> **TÂCHE DEMANDÉE**
Relevez et recopiez toutes les lignes du matériel ci-dessous qui contiennent le mot « wall », en tenant compte de la casse.

> **INFORMATIONS FOURNIES**
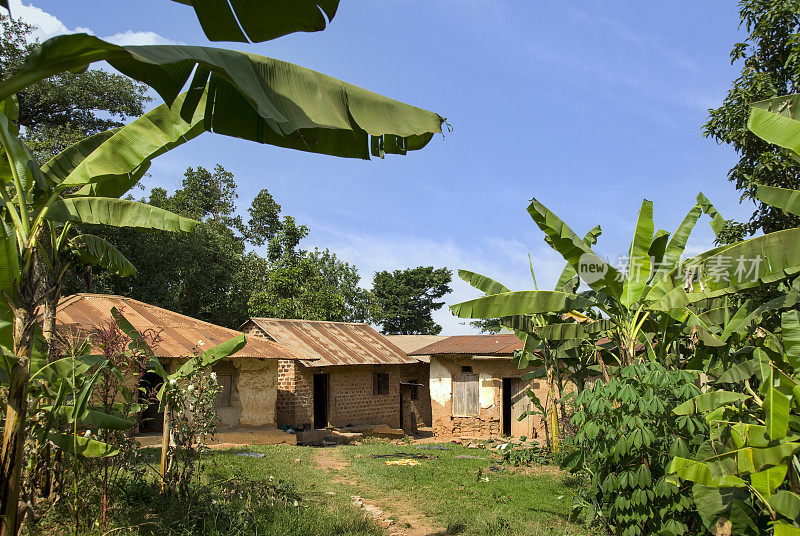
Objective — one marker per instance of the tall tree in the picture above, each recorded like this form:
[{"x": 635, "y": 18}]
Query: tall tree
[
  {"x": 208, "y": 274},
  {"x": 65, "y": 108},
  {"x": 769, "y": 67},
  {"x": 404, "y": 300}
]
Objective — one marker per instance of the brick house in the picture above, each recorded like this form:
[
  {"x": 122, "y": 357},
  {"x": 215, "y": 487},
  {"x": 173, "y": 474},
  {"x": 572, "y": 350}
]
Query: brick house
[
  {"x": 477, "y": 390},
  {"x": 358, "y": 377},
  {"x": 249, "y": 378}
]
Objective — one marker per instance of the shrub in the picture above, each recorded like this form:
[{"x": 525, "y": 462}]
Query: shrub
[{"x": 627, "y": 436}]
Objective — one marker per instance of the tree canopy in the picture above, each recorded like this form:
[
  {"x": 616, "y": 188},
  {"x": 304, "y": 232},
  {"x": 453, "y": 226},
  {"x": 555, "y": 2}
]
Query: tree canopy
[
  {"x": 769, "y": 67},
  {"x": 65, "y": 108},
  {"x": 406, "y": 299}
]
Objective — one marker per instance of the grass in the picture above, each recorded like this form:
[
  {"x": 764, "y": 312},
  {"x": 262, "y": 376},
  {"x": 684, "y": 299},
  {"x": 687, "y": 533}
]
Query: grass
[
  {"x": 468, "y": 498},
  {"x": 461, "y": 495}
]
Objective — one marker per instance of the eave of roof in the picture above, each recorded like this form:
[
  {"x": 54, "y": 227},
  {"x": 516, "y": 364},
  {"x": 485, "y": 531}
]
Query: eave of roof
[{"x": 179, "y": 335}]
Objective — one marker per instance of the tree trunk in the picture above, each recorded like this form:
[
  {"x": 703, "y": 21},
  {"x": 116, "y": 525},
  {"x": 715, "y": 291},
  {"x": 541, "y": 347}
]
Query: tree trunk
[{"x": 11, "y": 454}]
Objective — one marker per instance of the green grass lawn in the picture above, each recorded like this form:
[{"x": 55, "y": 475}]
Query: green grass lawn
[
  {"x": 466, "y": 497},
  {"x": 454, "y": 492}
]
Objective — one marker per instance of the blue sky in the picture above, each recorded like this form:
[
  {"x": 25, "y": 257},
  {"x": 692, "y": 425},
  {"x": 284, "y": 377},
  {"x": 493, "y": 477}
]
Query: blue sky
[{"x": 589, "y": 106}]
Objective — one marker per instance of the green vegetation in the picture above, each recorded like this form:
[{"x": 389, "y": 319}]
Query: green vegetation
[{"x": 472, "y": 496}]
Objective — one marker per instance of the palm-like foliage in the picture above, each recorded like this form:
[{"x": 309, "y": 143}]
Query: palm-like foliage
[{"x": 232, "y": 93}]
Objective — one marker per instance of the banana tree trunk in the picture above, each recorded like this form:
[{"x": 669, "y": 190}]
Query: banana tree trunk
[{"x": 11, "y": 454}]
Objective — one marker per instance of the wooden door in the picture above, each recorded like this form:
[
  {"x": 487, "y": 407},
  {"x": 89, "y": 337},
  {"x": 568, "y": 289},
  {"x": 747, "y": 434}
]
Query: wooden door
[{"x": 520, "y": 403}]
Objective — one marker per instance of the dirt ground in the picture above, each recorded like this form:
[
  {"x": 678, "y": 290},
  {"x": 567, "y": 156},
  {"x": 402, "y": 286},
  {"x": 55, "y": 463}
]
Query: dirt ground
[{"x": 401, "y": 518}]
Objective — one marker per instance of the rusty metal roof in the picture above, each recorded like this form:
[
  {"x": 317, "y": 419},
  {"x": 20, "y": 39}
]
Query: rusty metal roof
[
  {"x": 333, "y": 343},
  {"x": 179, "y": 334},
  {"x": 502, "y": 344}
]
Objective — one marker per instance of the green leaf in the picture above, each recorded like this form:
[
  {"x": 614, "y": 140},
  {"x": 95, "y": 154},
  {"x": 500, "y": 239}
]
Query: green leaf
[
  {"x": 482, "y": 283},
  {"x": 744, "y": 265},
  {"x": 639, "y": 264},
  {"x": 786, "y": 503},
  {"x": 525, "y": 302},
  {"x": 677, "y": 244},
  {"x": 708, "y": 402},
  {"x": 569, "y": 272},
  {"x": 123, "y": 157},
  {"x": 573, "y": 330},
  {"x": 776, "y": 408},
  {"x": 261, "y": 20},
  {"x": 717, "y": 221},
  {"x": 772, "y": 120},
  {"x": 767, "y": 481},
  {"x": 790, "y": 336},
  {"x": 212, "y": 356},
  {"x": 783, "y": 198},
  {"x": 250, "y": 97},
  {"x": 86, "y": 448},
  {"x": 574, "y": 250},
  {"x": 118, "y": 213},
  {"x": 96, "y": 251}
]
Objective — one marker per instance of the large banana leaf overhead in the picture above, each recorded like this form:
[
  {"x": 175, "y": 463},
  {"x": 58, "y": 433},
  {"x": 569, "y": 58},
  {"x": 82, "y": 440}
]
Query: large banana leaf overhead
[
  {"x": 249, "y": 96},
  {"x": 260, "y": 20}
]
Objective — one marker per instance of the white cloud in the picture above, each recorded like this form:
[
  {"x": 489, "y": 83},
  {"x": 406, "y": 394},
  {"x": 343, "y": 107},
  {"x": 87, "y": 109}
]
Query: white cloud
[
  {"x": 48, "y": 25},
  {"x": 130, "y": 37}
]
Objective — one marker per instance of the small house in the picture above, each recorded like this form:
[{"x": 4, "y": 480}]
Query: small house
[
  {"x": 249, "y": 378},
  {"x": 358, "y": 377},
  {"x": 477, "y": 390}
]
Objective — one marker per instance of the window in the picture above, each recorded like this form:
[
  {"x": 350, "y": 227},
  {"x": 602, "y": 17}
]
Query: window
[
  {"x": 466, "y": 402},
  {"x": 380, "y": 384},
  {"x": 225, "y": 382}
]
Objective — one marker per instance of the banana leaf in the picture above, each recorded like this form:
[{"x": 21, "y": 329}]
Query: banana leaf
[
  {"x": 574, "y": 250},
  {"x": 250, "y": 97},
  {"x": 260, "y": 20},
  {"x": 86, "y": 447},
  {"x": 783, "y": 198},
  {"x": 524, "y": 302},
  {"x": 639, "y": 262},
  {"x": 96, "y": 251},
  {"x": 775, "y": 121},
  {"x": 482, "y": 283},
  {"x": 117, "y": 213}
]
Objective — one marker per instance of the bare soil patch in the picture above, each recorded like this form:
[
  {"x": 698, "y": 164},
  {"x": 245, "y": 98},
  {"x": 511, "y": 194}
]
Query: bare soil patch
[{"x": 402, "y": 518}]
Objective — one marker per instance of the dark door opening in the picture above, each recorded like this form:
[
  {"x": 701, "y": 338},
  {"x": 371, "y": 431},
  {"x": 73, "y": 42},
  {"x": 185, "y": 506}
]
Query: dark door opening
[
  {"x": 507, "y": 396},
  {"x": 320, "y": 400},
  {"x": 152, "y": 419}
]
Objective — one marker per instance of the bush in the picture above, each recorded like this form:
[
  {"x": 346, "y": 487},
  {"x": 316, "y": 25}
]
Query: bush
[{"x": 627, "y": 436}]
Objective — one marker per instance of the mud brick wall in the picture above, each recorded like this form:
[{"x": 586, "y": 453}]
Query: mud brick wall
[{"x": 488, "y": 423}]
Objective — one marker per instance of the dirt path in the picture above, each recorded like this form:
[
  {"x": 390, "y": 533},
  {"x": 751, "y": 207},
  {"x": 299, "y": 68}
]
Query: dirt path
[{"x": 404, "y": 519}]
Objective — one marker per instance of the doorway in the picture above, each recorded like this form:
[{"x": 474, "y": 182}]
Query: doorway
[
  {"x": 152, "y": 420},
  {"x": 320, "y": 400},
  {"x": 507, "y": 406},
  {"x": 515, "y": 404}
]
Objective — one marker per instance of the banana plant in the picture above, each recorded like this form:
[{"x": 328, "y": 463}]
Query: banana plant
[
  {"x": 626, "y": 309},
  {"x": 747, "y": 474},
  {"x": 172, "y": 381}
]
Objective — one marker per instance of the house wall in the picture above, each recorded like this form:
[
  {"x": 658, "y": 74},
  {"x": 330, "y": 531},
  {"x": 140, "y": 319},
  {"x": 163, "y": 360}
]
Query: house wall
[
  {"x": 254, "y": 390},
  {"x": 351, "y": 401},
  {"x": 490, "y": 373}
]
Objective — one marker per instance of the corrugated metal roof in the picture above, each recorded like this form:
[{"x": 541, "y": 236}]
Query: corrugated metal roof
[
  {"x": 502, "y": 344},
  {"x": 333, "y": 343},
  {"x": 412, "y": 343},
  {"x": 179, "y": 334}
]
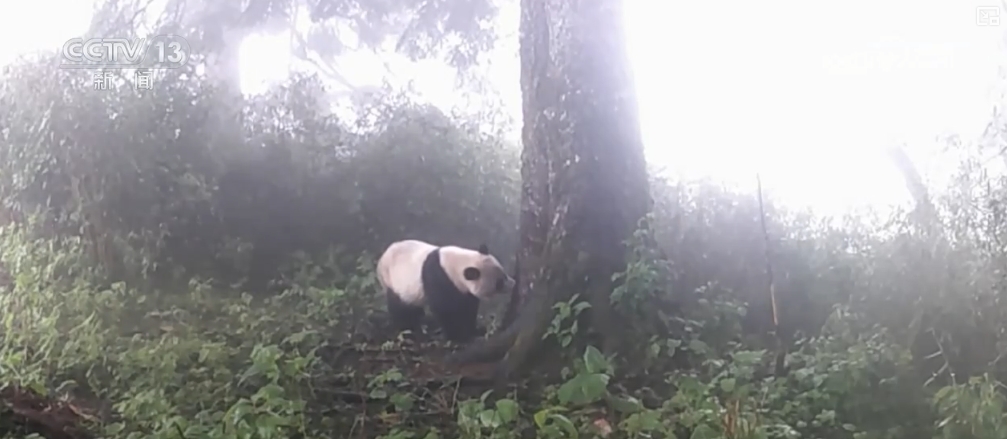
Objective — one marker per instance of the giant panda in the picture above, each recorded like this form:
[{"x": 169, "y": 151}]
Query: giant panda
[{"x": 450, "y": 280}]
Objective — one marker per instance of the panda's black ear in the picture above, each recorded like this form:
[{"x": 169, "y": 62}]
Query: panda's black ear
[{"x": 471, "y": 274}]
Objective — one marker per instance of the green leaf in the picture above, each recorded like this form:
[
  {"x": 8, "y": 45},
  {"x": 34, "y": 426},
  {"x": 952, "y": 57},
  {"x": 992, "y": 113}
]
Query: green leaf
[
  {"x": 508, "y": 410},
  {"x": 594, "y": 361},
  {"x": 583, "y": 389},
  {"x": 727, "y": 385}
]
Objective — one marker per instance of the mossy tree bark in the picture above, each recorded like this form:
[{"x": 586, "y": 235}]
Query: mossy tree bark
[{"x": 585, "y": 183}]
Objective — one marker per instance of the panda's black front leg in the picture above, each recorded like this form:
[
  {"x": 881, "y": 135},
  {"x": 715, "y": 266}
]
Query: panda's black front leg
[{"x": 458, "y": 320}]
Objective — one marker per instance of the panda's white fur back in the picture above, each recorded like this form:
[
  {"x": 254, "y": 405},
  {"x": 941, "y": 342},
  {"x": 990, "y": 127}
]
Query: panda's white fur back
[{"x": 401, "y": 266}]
...
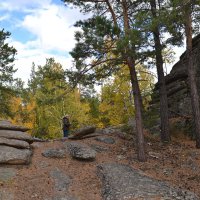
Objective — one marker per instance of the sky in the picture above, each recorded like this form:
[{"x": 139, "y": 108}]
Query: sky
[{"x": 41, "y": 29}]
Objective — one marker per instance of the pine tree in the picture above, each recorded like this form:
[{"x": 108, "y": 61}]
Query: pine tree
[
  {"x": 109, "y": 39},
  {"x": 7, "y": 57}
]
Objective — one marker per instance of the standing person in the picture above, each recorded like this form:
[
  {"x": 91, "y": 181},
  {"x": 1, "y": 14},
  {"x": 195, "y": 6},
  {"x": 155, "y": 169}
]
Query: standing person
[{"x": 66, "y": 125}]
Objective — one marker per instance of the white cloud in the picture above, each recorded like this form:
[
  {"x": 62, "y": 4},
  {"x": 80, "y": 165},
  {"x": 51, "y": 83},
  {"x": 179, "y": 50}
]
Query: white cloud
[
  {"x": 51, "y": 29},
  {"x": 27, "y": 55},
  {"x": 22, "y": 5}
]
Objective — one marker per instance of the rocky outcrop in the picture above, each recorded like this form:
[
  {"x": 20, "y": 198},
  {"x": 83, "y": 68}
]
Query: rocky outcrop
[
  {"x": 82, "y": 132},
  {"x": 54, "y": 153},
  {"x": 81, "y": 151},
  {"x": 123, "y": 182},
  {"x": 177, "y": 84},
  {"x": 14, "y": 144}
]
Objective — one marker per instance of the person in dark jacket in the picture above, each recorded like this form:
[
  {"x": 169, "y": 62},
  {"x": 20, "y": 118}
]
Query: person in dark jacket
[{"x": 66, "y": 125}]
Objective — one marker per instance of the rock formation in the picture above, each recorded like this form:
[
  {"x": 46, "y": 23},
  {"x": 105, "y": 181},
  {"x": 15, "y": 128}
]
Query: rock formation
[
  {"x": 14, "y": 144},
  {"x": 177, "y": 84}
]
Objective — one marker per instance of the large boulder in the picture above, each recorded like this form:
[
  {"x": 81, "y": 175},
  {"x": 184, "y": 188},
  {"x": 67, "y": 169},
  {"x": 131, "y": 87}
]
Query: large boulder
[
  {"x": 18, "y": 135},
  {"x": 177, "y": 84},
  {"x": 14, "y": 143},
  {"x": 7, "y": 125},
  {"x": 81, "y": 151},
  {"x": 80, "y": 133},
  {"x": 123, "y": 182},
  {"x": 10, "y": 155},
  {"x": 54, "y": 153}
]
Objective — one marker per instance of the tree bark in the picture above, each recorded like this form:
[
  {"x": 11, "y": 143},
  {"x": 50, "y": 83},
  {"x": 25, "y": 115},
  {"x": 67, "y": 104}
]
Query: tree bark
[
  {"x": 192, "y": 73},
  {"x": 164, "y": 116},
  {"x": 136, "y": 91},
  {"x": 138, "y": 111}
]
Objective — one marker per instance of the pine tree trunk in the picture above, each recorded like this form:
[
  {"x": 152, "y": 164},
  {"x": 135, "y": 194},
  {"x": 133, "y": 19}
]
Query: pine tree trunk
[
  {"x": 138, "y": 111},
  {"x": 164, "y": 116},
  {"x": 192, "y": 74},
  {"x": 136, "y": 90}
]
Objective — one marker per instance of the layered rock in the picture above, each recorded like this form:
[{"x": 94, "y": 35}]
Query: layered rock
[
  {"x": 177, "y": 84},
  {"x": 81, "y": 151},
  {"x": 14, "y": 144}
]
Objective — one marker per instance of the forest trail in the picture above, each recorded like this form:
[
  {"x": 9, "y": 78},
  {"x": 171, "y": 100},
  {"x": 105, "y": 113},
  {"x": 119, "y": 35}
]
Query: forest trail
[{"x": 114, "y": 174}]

> **RÉSULTAT DE LA TÂCHE**
Objective — one marker per instance of the mud brick wall in the picture above, each recorded like this form:
Query: mud brick wall
Objective — one marker per instance of the house wall in the picture above, each recorded like this form:
Query: house wall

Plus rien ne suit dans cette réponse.